> Task goal: Write out all of the material below word for word, leaving the pictures out of your answer.

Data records
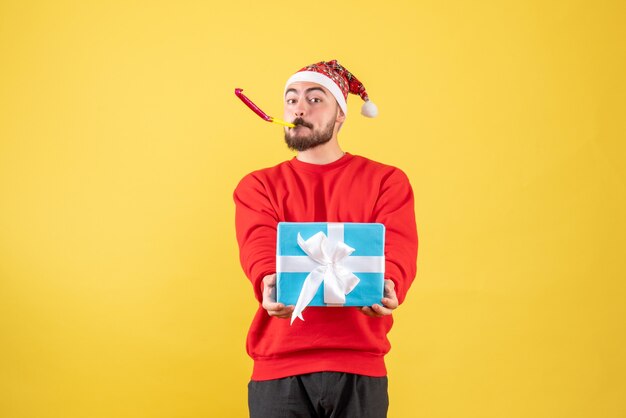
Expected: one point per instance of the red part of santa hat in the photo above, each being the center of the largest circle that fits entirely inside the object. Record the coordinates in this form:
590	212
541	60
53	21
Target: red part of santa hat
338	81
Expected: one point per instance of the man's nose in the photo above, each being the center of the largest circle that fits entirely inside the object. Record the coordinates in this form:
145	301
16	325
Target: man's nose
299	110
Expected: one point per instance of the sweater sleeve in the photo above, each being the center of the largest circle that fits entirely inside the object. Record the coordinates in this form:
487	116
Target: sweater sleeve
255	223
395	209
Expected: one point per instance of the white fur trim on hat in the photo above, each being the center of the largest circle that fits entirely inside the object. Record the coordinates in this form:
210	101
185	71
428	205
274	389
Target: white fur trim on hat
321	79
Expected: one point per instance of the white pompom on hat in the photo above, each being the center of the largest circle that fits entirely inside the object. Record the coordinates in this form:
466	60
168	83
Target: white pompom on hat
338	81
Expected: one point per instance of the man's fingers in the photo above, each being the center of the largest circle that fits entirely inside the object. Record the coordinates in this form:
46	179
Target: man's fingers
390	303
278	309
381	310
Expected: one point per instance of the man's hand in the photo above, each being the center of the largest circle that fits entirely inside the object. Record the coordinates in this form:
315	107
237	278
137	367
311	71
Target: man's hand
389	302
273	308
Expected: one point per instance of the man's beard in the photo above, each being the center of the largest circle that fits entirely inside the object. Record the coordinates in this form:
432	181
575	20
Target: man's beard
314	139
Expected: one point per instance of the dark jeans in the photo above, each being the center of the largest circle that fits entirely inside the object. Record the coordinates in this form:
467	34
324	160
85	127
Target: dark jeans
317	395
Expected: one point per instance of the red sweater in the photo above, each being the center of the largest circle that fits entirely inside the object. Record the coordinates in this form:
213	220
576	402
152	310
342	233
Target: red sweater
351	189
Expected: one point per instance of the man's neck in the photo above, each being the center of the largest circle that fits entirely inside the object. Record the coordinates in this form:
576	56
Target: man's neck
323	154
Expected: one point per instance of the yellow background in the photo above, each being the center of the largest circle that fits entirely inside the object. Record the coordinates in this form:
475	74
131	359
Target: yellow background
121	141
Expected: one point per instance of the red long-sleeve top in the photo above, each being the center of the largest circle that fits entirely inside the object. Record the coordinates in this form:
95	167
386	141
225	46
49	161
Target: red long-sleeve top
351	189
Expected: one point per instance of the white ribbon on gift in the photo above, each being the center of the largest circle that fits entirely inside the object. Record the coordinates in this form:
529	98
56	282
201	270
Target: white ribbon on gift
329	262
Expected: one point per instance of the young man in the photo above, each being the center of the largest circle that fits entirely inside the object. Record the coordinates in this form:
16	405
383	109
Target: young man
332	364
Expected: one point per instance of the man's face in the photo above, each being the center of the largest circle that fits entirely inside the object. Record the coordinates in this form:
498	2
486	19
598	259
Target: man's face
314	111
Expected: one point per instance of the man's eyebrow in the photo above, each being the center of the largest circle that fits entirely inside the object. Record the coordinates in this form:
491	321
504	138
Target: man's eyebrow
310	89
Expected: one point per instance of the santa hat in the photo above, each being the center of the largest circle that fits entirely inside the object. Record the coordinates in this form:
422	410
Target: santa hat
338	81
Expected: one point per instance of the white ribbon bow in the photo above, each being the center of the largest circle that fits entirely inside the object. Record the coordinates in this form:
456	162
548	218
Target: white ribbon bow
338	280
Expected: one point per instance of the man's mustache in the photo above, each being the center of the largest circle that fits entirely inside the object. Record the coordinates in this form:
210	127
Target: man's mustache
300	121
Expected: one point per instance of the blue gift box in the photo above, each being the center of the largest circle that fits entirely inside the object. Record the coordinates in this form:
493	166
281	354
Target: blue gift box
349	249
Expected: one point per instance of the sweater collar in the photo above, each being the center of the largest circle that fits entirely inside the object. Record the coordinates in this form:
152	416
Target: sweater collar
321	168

> Complete answer:
Expected: one point per instance of the red part of santa hat in the photo above, each being the center of the largest circle that fits entirely inside the object. Record the coordinates in this form:
590	212
541	60
53	21
Target: red part of santa hat
338	81
Expected: one point per instance of the man's nose in the photo above, each being the center of the largest circle that fits entirely inside the object. Record the coordinates in this form:
145	301
16	325
Target: man's nose
299	110
Expected: one point per instance of the sweater sleeve in the photo above, each being the center of the largest circle that fits entirely inside the object. Record the coordinates in this form:
487	116
Target: sweater sleeve
255	223
395	209
Expected: one point per instance of the white fur trim on hat in the photo above, each being the center of the largest circle that fits entirely inside the object. Record the coordinates in this form:
210	101
185	71
428	205
274	389
Target: white fur trim on hat
321	79
Expected: one point per instance of the white pompom on hat in the photo above, each being the center of the largest circle that fits entirely inside the object. Record the coordinates in this form:
466	60
168	83
Target: white pompom on hat
338	81
Expected: one point per instance of the man's fingers in the photo above, each being the center of the largest circle that fits entirely inside the object. Record the coordinates in this form:
46	179
Target: man's fingers
390	303
278	309
381	310
Expected: one point per instance of the man's hand in the photo above, each being the center of the largest circle that fits entirely inside the object. Record the coordinates in this form:
315	107
237	278
137	367
311	71
Target: man's hand
389	302
273	308
Expected: one point per instance of the man's beard in the photo above, each being the center of the largest circle that fits entirely inside the object. Record the coordinates in this form:
432	181
575	20
Target: man's beard
314	139
Expected: one point per instance of the dark jeans in the photo above, each being the center of the largest circle that fits entirely inside the object. Record the coordinates in this form:
467	34
324	160
85	127
Target: dark jeans
317	395
Expected: one point per instance of the red sweater in the photo above, each being the center of the largest circle that fits entirely inside the object. Record the coordinates in this form:
213	220
576	402
152	310
342	233
Target: red sweater
351	189
Expected: one point per instance of the man's neck in the photo above, each being the center of the largest circle that fits entirely inside the object. Record the coordinates in this form:
576	56
Target: man's neck
323	154
Expected: one point per instance of the yellow background in the photo above, each being the center of the largest circle that fits entirely inside the object. Record the coordinates in this form:
475	74
131	359
Target: yellow background
121	141
Expected: one point per instance of the red long-sleeve top in the photo above, each being the center of the largest circle that fits entirely inside the object. Record the coordinates in this form:
95	167
386	141
225	46
49	161
Target: red long-sleeve top
351	189
Expected: one point per instance of the white ribbon on gift in the photo above, each being the center of the largest circle that fits entirely inside the object. Record the coordinates in this form:
529	98
56	282
201	270
Target: white ribbon on gift
329	262
Expected: one point per instance of the young man in the photo above, each being the center of the largest circle that fits entirely inside the object. Record the coordinates in this form:
16	405
383	109
Target: young man
332	364
Expected: one point per instance of the man's face in the photo above, each being the center of the largest circle that fits entirely inside the object. Record the coordinates in this form:
498	2
486	19
598	259
Target: man's face
314	111
Expected: one point per instance of the man's eyebrow in the photo above, each being the center of the largest circle that fits entirely inside the object. Record the coordinates in this form:
491	321
504	138
Target: man's eyebrow
310	89
Expected: one point per instance of the santa hat in the photo above, each being the center of the largest circle that fits entirely inside the object. Record the coordinates in this form:
422	410
Target: santa hat
338	81
Expected: one point per instance of the white ribbon bow in the photo above, each being the center of the largest circle that fits entirely inside the object. Record the coordinates in this form:
456	162
548	218
Target: white ribbon bow
338	280
Expected: one point per instance of the man's mustache in the photo above, each being the center of the largest circle that fits entirely inside the object. Record the coordinates in this form:
210	127
Target: man's mustache
300	121
Expected: one point per instance of the blue gift box in the photo above, each being the center of the largest circle that fits entirely inside the object. Record the coordinates in this form:
493	166
281	354
Target: blue gift box
349	249
Expected: one point per instance of the sweater collar in the photo above, each being the center of the largest circle that fits entirely inside the object. Record the coordinates in this form:
152	416
Target: sweater collar
321	168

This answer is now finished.